**DOCUMENT SEGMENT**

* begin *

Notation
Let's denote least number of moves needed to move $n$ disks from column $i$ to column $j$ with $T_{ij}$. Let $A$ be the source and $C$ be the destination column.
Recurrence relations
We can say the followings about each $T$:
\begin{equation}
T_{AC}(n)=T_{AC}(n-1)+1+T_{CA}(n)+1+T_{AC}(n-1)
\end{equation}
To move $n$ disks from source to destination, we first have to move the top $n-1$ disks to column $C$ and then move the last one to Column $B$, Then return the $n-1$ disks to $A$ so as to free up destination column, then move the biggest disk to $C$ and once again move the $n-1$ disks to $C$. It's easy to see that this is the optimal set of operations. This equation can be written as:
\begin{equation}
T_{AC}(n)=2T_{AC}(n-1)+2+T_{CA}(n-1)
\end{equation}
For other $T$s we have a different situation:
\begin{equation}
T_{CA}(n)=T_{CB}(n-1)+1+T_{BA}(n-1)\\
T_{CB}(n)=T_{CA}(n-1)+1+T_{AB}(n-1)\\
T_{BA}(n)=T_{BC}(n-1)+1+T_{CA}(n-1)\\
T_{AB}(n)=T_{AC}(n-1)+1+T_{CB}(n-1)\\
T_{BC}(n)=T_{BA}(n-1)+1+T_{AC}(n-1)
\end{equation}
Solving the system of recurrence relations
Let's start with $T_{AB}$ or $T_{BC}$ . We already know:
\begin{equation}
T_{AB}(n)=T_{AC}(n-1)+1+T_{CB}(n-1)
\end{equation}
We try to rewrite $T_{CB}$'s equation by replacing $T_{AB}$ from the above equation.

* end *

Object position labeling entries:
* begin *

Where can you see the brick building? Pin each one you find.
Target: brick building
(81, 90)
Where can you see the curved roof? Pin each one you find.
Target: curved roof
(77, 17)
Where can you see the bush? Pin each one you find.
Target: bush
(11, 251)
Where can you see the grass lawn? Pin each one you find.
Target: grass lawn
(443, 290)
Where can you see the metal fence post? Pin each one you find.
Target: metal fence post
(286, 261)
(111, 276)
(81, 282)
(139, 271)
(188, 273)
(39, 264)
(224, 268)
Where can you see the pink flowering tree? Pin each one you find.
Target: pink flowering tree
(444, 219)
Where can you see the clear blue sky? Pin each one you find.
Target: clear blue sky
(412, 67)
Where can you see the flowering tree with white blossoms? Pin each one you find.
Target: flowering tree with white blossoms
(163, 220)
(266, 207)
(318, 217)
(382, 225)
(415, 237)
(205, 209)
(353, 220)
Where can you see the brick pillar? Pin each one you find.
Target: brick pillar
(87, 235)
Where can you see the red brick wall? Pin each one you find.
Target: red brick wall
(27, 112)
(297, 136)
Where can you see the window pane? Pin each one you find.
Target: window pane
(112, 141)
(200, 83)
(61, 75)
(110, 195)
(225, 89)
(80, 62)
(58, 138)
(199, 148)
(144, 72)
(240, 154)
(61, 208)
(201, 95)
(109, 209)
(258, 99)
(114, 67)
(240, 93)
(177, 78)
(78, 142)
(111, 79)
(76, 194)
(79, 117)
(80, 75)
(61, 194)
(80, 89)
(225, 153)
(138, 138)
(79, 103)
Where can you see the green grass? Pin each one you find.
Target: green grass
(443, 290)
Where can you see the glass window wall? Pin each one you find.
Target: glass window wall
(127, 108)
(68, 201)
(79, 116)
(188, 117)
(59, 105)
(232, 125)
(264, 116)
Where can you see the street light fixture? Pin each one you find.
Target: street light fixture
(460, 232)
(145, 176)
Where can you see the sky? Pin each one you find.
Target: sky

* end *

**TASK TO CARRY OUT**
Please answer these questions about the disk-moving recurrence text above, giving your answers numbered the same way, one per line:
1. What does $T_{ij}$ denote?
2. What is $T_{CB}(n)$ equal to in the listed recurrence relations?
3. Which two $T$s does the section on solving the system say to start with?

**PROBLEM SOLUTION**
1. The least number of moves needed to move $n$ disks from column $i$ to column $j$.
2. $T_{CA}(n-1)+1+T_{AB}(n-1)$
3. $T_{AB}$ or $T_{BC}$